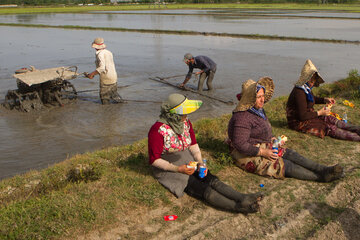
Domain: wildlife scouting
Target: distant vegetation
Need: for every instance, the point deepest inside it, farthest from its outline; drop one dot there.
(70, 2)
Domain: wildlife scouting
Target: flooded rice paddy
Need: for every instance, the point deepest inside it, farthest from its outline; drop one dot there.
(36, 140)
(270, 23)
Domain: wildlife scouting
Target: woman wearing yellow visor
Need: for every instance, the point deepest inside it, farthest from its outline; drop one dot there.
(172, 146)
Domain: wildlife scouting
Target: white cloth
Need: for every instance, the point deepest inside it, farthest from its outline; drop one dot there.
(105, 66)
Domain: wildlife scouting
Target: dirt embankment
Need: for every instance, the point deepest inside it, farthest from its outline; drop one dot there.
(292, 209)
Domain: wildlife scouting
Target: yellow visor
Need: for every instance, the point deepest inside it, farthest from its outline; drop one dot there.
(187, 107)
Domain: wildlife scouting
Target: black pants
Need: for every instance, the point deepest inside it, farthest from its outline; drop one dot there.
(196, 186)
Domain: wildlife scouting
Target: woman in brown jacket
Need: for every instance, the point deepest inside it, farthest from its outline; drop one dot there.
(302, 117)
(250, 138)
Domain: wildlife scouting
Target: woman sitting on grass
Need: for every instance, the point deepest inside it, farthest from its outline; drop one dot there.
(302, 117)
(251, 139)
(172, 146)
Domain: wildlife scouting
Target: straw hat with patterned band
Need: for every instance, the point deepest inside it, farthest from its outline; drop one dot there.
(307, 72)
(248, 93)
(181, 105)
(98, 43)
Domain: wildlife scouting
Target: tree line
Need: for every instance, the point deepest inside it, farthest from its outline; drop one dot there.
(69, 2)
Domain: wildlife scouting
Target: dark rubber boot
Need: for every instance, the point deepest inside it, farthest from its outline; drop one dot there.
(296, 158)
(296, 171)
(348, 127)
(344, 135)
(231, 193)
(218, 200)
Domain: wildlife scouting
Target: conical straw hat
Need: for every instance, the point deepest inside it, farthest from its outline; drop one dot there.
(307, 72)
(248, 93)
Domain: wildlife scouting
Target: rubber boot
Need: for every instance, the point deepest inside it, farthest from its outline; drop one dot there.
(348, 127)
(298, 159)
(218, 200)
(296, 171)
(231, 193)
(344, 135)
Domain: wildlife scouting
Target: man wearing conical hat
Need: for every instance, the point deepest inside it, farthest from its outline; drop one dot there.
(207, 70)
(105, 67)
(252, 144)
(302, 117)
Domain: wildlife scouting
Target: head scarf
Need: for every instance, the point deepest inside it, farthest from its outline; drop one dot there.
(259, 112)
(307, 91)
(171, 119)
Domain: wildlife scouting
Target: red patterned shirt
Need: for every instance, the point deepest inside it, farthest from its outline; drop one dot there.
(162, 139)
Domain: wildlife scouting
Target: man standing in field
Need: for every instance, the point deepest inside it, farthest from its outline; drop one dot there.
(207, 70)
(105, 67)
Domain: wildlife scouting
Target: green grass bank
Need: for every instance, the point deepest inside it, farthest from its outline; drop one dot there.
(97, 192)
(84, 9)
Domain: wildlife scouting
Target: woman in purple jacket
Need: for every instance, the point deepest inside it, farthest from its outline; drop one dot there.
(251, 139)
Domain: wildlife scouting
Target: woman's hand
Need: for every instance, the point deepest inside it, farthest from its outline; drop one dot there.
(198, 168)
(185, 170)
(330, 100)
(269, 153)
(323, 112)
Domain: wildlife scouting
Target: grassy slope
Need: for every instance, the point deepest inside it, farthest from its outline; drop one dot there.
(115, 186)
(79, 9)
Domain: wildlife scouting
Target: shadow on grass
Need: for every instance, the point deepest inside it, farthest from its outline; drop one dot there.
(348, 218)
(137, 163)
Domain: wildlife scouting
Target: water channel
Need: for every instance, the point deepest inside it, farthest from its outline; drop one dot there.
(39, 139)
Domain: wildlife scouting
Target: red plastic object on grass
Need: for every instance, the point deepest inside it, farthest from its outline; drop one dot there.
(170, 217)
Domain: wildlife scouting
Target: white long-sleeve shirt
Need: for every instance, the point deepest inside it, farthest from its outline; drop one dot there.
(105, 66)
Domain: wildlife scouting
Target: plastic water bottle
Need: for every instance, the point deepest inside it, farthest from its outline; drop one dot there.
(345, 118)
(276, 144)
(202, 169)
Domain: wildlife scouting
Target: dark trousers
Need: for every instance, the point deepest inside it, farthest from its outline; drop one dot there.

■ **WHAT THE TASK ASKS**: All records must be output exactly as they are, except for the pictures, which are left out.

■ **OUTPUT OF THE EXERCISE**:
Domain: wildlife scouting
Target: distant vegetation
Need: for every instance, the point deepest inside it, farthest from its outline; drop one dot there.
(70, 2)
Domain: wildlife scouting
Target: flooded rice paddy
Need: for every instance, the point deepest inside it, farthest from its outline; drop one dot there.
(36, 140)
(270, 23)
Domain: wildlife scouting
Target: woman wearing yellow visor
Need: for every instance, the point deepest inside it, farthest from its outline; drop one dot there.
(172, 146)
Domain: wildlife scouting
Target: white cloth
Need: for every instance, the point deepest inside it, farthest from its outline; drop one dot there.
(105, 66)
Domain: wildlife scouting
Target: dirt embankment
Need: for every instance, the point deepest inside it, farthest from its outline; drop one dot there.
(292, 209)
Domain: wildlife scouting
Target: yellow visor
Need: for every instance, the point deepest inside it, farthest from its outline; drop one dot there.
(187, 107)
Domain: wildlife scouting
Target: black pants
Need: for every instance, the point deepest inside it, farthest from its outline; drop one dot there.
(196, 186)
Domain: wildlife scouting
Target: woman in brown jacket
Need: for every instance, the point deepest inside it, farthest from its outline; drop one dot there.
(302, 117)
(250, 138)
Domain: wildlife scouting
Target: woman sitting on grass
Need: for every instance, the point deepest inside it, farthest from its outline; drop one dot there.
(302, 117)
(251, 139)
(172, 146)
Domain: wildlife scouting
Target: straw hat with patterned band
Need: for every instance, the point deepest inside it, farthest from its outline; drop one dot there.
(307, 72)
(248, 93)
(181, 105)
(98, 43)
Domain: wildlife scouting
Target: tree line
Need: for every instance, the point deepest inside it, farthest from its outline; drop one dot there.
(69, 2)
Domain: wildlife scouting
Target: dark rubber boot
Need: for every instance, the point deepest inside it, farthest from its outline; drop one dot there.
(296, 158)
(296, 171)
(348, 127)
(344, 135)
(231, 193)
(218, 200)
Domain: wildlife scouting
Target: conical straw hat
Need: for every instance, the point deepest inside it, farthest from its outline; drop one dot there.
(307, 72)
(248, 93)
Domain: wildlife scouting
Target: rubber boot
Need: for every instance, the point deepest inside it, farthest from its outline; drop one dot there.
(348, 127)
(298, 159)
(218, 200)
(296, 171)
(231, 193)
(344, 135)
Domain: wildlife scouting
Target: man wearing conical hat
Need: for every instance, the point deepest inside it, farthest from its outline; drop one dot there.
(207, 70)
(105, 67)
(252, 144)
(302, 117)
Domain: wildlife scouting
Target: head scarf
Need: for every instance, the point deepest inside it, farthest from its outline; drop one dot there.
(259, 112)
(307, 91)
(171, 119)
Domain: wildlife scouting
Target: red patterned shirt
Need: for every instance, the point deepest inside it, farthest from its outline; drop one dot there.
(162, 139)
Domain: wildlife scouting
Target: man standing in field
Need: for every instance, the point deepest inside it, farthest from its outline; drop one dot there.
(207, 70)
(105, 67)
Domain: wildlife scouting
Target: green grass bank
Need: for every instance, the point deepest inside it, farthest from its outline; drop one dot there.
(97, 192)
(84, 9)
Domain: wildlife scouting
Target: woman in purple jacket
Need: for every instance, the point deepest inside it, farthest from its outline; drop one dot there.
(251, 139)
Domain: wildlife scouting
Target: woman's hand
Need: for every instance, the point deepest inside it, farthest from its outline; drop one dot there.
(198, 168)
(185, 170)
(330, 100)
(269, 153)
(323, 112)
Domain: wildlife scouting
Target: grassy slope
Need: for every instance, the point deepest inside it, farthest from its outline; drop one dot there.
(115, 186)
(79, 9)
Domain: wildlife scouting
Target: shadow on grass
Need: for every instance, the point deepest inside it, farthest from its outline; drop one dot there.
(348, 218)
(137, 163)
Domain: wildlife scouting
Target: water channel
Need: for every instance, the point deepest inside it, farthest from its outline; drop one dot there.
(39, 139)
Domain: wildlife scouting
Target: red plastic object on grass
Need: for every instance, the point deepest inside it, farthest from its outline; drop one dot there.
(170, 217)
Domain: wildlife scouting
Target: white long-sleeve shirt
Need: for every instance, the point deepest inside it, farthest from its outline; drop one dot there.
(105, 66)
Domain: wildlife scouting
Target: plastic water bottle
Need: for every instance, the point deepest inside it, farthest from its outline; drop one dot there.
(345, 118)
(276, 144)
(202, 169)
Domain: wildlife scouting
Target: dark trousers
Need: for every instance, the point deepest inside it, farthest from its outline; drop one dot there.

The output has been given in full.